Study material
>>>
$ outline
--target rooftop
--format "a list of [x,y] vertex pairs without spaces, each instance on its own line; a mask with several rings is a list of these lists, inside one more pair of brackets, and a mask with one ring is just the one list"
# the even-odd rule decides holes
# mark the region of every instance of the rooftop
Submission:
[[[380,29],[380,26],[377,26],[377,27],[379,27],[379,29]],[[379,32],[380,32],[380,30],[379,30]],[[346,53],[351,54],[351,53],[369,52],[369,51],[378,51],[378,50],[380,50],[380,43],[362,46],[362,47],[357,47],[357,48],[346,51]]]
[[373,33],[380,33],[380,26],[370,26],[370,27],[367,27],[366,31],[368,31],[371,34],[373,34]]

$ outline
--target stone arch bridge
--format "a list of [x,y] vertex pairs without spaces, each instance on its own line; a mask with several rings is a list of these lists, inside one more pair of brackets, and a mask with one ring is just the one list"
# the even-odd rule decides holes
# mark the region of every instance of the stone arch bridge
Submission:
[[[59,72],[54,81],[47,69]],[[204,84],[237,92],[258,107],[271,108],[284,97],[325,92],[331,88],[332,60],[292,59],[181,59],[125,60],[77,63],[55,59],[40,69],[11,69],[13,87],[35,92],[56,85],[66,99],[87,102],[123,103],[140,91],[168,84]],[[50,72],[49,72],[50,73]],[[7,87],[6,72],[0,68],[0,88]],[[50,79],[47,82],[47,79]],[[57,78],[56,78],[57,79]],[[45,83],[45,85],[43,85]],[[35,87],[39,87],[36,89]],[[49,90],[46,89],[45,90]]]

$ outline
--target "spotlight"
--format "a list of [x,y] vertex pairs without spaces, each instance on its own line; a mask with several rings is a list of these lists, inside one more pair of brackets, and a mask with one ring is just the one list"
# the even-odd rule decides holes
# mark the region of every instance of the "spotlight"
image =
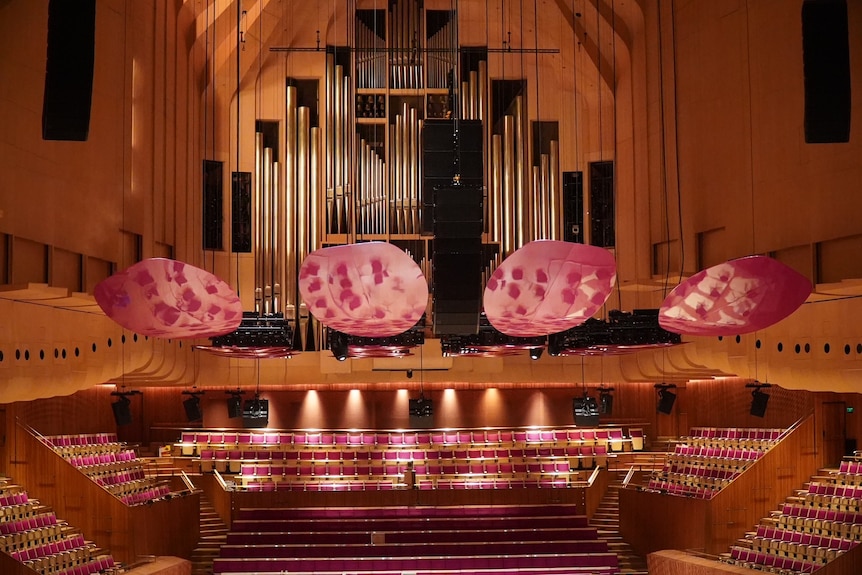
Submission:
[[536,361],[540,357],[542,357],[542,353],[545,351],[543,347],[534,347],[530,349],[530,359]]
[[413,379],[413,370],[412,369],[407,370],[407,379]]
[[203,421],[204,413],[201,410],[201,395],[203,391],[184,391],[183,395],[189,398],[183,400],[183,408],[186,410],[186,419],[189,421]]
[[753,387],[751,391],[751,408],[748,413],[755,417],[763,417],[766,415],[766,405],[769,403],[769,394],[761,391],[764,387],[772,387],[771,383],[748,383],[745,387]]
[[242,416],[242,396],[245,392],[239,388],[235,391],[225,391],[230,397],[227,398],[227,416],[229,419]]
[[347,334],[335,331],[334,329],[329,330],[329,350],[338,361],[347,359],[347,354],[350,352]]
[[669,415],[673,410],[673,404],[676,401],[676,394],[670,391],[670,388],[675,388],[673,383],[657,383],[655,388],[658,390],[658,412]]

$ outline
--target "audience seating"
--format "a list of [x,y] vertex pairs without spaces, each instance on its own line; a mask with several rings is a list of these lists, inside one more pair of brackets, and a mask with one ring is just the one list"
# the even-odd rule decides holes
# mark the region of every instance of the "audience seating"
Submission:
[[[642,446],[642,432],[641,446]],[[613,452],[630,450],[621,427],[607,429],[398,432],[183,432],[181,453],[249,491],[566,488],[586,481]]]
[[147,477],[135,451],[120,443],[116,434],[55,435],[42,439],[126,505],[143,505],[170,493],[167,484]]
[[839,469],[813,479],[721,560],[755,569],[810,573],[856,547],[862,541],[862,465],[845,460]]
[[281,572],[610,575],[617,558],[566,505],[241,509],[213,573]]
[[111,575],[113,557],[84,539],[26,491],[0,479],[0,548],[41,575]]
[[782,434],[780,429],[692,428],[646,488],[710,499],[762,457]]

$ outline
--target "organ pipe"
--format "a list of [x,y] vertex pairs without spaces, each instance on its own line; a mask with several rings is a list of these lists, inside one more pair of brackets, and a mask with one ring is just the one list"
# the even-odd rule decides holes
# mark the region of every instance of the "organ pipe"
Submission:
[[[296,302],[296,268],[299,265],[297,258],[297,245],[299,244],[299,235],[297,234],[296,226],[296,204],[297,204],[297,182],[296,182],[296,109],[298,103],[298,94],[296,86],[288,86],[286,95],[286,118],[285,118],[285,172],[287,177],[284,182],[284,206],[286,220],[294,225],[289,227],[289,231],[285,238],[285,258],[287,260],[287,277],[285,285],[282,288],[284,301],[286,304],[293,305]],[[299,323],[296,324],[297,329]]]
[[561,239],[563,229],[563,190],[560,188],[560,142],[551,140],[549,157],[548,187],[551,204],[551,226],[548,231],[551,239]]

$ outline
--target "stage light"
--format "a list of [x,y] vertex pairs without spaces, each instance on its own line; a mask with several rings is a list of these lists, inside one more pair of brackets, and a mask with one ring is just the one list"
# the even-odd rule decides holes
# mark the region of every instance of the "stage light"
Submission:
[[544,351],[545,351],[545,348],[543,348],[543,347],[534,347],[534,348],[532,348],[532,349],[530,350],[530,359],[532,359],[533,361],[538,360],[540,357],[542,357],[542,353],[543,353]]
[[347,354],[350,352],[350,347],[347,341],[347,334],[341,333],[334,329],[329,330],[329,350],[335,359],[344,361],[347,359]]

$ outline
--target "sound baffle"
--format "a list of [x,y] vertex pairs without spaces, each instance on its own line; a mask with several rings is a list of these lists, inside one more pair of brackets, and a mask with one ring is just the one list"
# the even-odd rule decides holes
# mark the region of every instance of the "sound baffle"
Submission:
[[48,3],[42,139],[89,137],[95,44],[96,0]]
[[804,0],[805,141],[850,141],[850,36],[846,0]]

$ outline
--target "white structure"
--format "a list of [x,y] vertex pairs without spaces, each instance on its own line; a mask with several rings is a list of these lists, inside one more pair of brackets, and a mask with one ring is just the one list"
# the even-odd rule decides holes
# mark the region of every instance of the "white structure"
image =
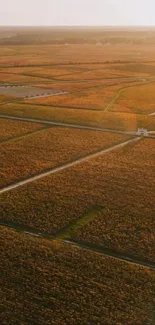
<<<
Problem requirements
Check every line of the entries above, and copy those that carry the string "bridge".

Reply to the exercise
--target stone arch bridge
# mark the region of every instance of the stone arch bridge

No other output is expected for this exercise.